# What you should do
Write out all entries word for word.

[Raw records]
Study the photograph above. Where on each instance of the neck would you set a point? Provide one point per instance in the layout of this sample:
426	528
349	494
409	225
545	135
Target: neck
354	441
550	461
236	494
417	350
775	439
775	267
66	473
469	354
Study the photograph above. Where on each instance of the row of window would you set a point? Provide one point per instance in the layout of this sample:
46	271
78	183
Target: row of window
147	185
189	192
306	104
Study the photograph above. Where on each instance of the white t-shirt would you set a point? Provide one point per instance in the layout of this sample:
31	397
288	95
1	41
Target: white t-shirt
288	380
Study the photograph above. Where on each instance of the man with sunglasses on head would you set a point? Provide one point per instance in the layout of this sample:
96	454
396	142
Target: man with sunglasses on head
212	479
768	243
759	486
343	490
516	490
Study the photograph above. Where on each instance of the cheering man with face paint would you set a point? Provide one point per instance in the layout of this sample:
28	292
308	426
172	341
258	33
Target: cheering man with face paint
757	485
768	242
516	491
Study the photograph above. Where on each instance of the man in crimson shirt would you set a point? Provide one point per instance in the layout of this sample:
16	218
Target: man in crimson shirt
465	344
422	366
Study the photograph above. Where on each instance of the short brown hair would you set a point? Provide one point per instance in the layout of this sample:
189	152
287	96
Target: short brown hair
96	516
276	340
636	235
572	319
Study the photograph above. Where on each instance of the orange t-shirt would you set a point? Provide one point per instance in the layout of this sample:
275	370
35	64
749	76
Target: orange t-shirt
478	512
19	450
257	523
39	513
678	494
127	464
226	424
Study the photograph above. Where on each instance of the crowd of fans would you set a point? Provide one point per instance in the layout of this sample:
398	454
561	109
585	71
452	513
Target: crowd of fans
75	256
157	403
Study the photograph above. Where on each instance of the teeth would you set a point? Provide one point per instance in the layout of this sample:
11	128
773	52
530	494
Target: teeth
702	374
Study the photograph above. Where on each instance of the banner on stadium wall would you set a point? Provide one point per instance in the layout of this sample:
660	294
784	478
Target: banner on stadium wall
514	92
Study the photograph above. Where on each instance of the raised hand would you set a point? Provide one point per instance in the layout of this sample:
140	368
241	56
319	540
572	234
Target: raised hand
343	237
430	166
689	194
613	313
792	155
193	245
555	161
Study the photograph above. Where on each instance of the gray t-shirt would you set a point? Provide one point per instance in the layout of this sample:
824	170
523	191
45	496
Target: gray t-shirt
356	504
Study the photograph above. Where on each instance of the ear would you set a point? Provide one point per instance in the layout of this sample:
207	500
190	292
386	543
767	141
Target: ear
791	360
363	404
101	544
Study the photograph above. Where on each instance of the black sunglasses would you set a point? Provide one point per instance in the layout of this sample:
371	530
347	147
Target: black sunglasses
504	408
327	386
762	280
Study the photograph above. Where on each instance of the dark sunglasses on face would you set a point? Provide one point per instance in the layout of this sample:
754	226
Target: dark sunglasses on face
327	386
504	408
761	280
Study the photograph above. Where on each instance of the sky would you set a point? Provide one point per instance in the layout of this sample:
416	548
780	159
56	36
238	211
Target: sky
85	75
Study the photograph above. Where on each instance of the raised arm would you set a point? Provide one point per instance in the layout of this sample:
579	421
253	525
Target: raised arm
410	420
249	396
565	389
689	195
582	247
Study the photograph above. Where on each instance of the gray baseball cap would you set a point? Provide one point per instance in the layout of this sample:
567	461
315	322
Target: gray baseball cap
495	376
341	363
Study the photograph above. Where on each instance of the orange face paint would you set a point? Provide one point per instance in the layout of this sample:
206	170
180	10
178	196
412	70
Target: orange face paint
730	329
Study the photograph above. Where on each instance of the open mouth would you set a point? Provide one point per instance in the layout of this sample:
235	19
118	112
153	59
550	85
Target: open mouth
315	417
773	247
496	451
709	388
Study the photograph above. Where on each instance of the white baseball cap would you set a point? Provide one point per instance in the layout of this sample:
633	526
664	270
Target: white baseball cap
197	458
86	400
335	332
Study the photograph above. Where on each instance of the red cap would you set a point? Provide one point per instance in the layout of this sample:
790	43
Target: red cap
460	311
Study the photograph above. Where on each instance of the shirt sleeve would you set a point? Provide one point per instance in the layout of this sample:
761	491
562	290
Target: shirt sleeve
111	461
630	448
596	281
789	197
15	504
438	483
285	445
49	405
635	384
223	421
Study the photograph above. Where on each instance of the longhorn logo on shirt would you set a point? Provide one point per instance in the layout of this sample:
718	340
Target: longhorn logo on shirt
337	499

# Solution for this task
Study the photograph above. Where on each instance of the neck would you set a point? Provide one point per instance in the layout of this sample:
426	528
349	494
409	225
545	135
Target: neck
354	441
550	461
236	494
417	350
775	439
775	267
66	473
469	354
Study the photograph above. Where on each instance of the row of window would you set a point? Provide one point per instance in the layout of this sample:
46	271
78	183
Target: row of window
147	185
189	192
306	104
Study the photograph above. Where on each instance of the white t-shirt would you set a point? Provide one point per instance in the layout of this sample:
31	397
288	95
1	41
Target: white t-shirt
288	380
Study the photograph above. Where on each instance of the man with sunglasses on head would you set a point? Provide one point per instance in the layout of this sample:
96	454
396	142
Target: man with sunglasses on head
212	479
768	243
759	486
343	490
516	490
Study the photograph above. Where on each instance of the cheering man with face paint would you set a point? Provide one point per instance in the layout of this sample:
28	292
308	426
172	341
258	33
Target: cheering man with face paint
757	485
768	242
516	491
Study the photograph above. Where on each instance of the man in crimson shirt would you set a point? Provide one point per instance in the layout of this sample:
16	218
Target: man in crimson shirt
465	344
422	366
Study the photograph above. Where on each instance of the short brown hair would you set a point? Provide one point per instance in the layout of this sample:
189	152
287	96
Target: short brown hair
96	516
276	340
636	235
572	319
Study the photograph above. Where on each instance of the orange t-shirt would you set a point? Provide one point per instance in the layout of this sample:
275	370
35	64
749	76
Target: orange t-shirt
478	512
19	450
257	523
39	513
678	494
127	464
226	424
Study the photograph above. Where on each instance of the crowd of fans would you set a point? Provide one point per instance in the layout of this sample:
398	454
561	109
585	71
452	513
Target: crowd of fans
75	256
157	403
Study the photograph above. Where on each instance of the teeth would you set a point? Provide one point per instance in the layout of this sample:
11	128
773	52
530	494
Target: teeth
702	374
Study the photograph above. Where on each instance of the banner on stadium wall would you set a point? Provide one point per instance in the layout of this sample:
660	294
784	478
Target: banner on stadium wall
514	92
Study the photograph above. Where on each instance of the raised hand would you set a point? Provide one point per instance in the layout of this sample:
140	368
241	56
319	540
572	234
Target: raised hand
343	237
430	166
689	194
613	313
792	155
193	245
555	161
Study the photograph above. Where on each instance of the gray t-shirt would you set a point? Provide one point per instance in the layout of this sample:
824	170
523	191
45	496
Target: gray t-shirt
356	504
Study the photograph above. Where on each instance of the ear would you set a point? Provide one point per instance in the layout of this sample:
207	500
190	292
386	543
767	141
Target: ear
791	360
363	404
101	544
Study the photograph above. Where on each instance of the black sunglasses would you set a point? Provide one point per instance in the layout of this sample:
371	530
347	147
Target: black sunglasses
504	408
327	386
762	280
Study the photograph above. Where on each instance of the dark sunglasses on face would you set a point? Provide one point per instance in the layout of this sample:
754	226
Target: dark sunglasses on face
327	386
504	408
761	280
Study the photograph above. Where on each instance of the sky would you set a point? Provide one point per instance in the layout of this sample:
416	548
780	159
56	36
238	211
Target: sky
85	75
Study the photograph above. Where on each instance of the raised arm would you set a point? Provide one point per instance in the layout of this sample:
579	421
253	525
Target: raised arm
410	420
249	396
565	389
689	195
582	247
Study the photograph above. Where on each instance of the gray baseball cap would you set a point? Provide one point per instance in the layout of this sample:
567	461
315	322
Target: gray baseball cap
495	376
341	363
Study the photograph above. Where on each instance of the orange face paint would you set a point? Provide one point per instance in the layout of this sample:
206	170
180	10
178	196
412	70
Target: orange face paint
730	329
Study the photograph above. Where on each instance of the open mouth would you set a point? Provide one point per instance in the layout of this sample:
235	19
118	112
153	59
550	85
Target: open mouth
315	417
773	247
496	451
709	388
Study the photograph above. Where on each instance of the white baseball cap would you set a point? Provide one point per instance in the layout of this sample:
633	526
664	270
Target: white baseball cap
197	458
86	400
335	332
Study the photograph above. Where on each instance of the red cap would you set a point? Provide one point per instance in the layout of this sample:
790	43
Target: red cap
460	311
Study the photograph above. Where on each instance of the shirt sleeve would you set a point? Provide one point per instance in the layout of this sample:
761	491
562	290
Target: shirt sleeve
111	461
630	448
596	281
789	197
15	504
438	483
285	445
49	405
635	384
223	421
Study the photograph above. Where on each instance of the longhorn logo on shirt would you set a point? Provide one point per instance in the layout of this sample:
718	340
Target: longhorn logo on shirt
337	499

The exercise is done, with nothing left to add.